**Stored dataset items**
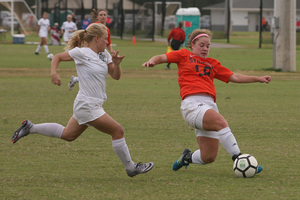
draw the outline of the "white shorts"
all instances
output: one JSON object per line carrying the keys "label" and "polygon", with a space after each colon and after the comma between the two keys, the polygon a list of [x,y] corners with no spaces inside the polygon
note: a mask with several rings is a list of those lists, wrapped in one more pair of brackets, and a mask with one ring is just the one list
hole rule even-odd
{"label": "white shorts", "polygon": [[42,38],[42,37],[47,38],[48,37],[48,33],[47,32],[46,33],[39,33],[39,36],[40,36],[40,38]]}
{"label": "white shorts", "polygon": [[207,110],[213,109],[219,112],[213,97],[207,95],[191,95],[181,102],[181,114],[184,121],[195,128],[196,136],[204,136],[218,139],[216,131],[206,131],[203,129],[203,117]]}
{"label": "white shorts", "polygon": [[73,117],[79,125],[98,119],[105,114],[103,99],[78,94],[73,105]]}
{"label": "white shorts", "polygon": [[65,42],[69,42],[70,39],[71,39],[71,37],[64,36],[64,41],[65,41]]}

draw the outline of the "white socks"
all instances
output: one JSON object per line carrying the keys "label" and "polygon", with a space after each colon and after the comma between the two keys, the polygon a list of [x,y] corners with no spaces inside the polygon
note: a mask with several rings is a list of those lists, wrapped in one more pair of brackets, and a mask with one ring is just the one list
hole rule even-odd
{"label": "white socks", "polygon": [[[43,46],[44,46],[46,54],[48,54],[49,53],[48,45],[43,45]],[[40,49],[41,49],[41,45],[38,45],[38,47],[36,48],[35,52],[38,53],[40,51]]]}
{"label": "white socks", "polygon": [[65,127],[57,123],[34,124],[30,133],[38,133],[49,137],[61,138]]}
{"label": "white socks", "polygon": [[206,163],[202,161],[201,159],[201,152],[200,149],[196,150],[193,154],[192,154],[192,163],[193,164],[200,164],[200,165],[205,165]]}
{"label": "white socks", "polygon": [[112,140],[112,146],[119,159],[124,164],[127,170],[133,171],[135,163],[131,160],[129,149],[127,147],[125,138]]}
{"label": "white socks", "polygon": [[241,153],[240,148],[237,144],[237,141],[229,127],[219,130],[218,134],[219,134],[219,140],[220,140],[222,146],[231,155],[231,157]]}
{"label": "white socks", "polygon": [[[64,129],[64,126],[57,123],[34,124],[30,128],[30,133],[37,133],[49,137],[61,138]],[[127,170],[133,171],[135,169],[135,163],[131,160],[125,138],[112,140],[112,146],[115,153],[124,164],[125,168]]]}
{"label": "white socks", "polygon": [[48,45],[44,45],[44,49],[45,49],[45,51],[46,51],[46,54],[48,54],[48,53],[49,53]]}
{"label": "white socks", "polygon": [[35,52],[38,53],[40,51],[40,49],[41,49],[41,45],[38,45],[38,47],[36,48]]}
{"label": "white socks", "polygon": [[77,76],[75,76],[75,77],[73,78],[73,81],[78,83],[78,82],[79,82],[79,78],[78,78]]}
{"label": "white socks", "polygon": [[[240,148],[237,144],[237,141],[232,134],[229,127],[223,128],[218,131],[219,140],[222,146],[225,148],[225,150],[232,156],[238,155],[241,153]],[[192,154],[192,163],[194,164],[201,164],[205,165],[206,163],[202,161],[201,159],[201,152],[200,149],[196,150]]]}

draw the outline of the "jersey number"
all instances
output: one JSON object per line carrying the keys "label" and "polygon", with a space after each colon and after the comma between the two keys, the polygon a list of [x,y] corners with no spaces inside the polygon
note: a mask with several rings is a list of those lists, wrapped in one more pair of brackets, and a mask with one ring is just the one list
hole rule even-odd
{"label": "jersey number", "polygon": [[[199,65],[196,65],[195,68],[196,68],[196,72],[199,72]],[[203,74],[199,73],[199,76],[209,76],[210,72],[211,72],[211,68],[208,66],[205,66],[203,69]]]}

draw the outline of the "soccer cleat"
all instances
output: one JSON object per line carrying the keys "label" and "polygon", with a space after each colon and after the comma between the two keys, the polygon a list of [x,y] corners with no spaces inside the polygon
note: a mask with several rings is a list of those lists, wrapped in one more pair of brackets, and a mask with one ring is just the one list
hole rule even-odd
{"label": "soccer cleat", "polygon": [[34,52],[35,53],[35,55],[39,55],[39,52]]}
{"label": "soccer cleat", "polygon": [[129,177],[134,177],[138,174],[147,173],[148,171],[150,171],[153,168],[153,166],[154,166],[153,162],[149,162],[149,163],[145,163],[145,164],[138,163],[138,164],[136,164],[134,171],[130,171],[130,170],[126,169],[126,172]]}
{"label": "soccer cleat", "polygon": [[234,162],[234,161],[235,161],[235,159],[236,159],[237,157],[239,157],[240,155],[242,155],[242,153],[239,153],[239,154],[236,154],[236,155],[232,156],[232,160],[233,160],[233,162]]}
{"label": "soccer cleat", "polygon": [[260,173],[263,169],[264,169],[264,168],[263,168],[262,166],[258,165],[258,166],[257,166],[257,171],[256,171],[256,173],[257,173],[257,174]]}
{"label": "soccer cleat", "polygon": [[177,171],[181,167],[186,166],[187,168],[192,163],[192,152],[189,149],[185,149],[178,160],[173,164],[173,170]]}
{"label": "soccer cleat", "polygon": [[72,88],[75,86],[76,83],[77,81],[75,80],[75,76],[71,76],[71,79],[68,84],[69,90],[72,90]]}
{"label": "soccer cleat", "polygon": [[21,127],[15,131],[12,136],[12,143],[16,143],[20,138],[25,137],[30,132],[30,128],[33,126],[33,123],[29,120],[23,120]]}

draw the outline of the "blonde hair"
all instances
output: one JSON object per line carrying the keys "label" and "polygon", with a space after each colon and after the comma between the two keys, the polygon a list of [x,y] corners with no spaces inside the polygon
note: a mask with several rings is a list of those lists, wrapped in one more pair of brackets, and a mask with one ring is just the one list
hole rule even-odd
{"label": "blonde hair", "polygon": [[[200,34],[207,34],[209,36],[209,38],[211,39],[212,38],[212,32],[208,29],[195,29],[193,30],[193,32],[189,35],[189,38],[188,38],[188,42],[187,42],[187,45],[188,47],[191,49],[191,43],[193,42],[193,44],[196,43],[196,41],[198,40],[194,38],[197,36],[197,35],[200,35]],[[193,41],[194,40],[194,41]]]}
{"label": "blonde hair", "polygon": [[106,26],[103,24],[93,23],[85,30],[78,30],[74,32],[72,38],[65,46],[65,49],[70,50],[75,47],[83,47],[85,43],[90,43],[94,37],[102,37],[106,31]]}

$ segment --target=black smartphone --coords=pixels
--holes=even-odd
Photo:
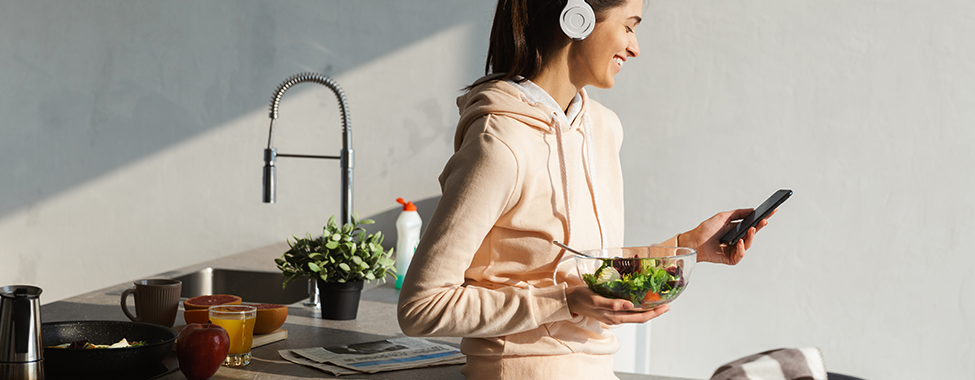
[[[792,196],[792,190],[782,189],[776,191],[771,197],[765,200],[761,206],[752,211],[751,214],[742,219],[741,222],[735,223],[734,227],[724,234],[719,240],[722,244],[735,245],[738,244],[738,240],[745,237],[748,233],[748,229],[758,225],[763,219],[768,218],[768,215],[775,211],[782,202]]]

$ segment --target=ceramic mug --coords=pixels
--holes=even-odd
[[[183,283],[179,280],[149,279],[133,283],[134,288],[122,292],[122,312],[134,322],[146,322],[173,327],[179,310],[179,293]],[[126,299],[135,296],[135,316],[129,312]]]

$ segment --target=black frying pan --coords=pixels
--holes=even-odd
---
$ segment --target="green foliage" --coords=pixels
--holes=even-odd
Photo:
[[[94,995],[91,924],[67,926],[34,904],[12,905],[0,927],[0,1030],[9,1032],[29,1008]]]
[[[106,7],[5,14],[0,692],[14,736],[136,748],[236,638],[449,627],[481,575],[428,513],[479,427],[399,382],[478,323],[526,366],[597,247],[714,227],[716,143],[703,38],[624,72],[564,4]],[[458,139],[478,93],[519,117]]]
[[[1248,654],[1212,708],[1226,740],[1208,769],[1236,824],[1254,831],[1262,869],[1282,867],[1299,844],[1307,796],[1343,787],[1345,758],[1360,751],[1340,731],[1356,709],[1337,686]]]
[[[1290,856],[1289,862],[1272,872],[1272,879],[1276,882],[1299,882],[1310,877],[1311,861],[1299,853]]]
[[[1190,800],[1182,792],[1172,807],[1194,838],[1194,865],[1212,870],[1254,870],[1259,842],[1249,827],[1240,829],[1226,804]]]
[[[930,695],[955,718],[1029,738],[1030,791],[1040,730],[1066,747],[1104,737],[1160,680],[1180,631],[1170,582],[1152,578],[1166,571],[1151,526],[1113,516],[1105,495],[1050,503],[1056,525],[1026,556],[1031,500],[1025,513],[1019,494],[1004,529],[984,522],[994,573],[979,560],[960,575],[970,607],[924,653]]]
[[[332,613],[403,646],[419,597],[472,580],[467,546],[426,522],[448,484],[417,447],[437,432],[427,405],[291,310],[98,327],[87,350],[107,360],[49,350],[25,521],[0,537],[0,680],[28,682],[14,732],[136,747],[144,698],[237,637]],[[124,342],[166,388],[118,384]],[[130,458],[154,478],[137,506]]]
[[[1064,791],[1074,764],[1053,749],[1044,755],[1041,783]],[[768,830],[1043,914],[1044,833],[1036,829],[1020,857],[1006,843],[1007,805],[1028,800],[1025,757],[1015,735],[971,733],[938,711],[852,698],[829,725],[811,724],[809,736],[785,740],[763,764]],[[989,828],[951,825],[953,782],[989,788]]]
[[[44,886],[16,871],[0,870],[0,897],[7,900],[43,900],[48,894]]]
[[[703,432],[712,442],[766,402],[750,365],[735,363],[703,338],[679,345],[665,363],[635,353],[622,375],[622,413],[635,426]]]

**Task to carry out**
Report every line above that has the string "black" in it.

**Answer to the problem**
$ segment --target=black smartphone --coords=pixels
$ segment --target=black frying pan --coords=pixels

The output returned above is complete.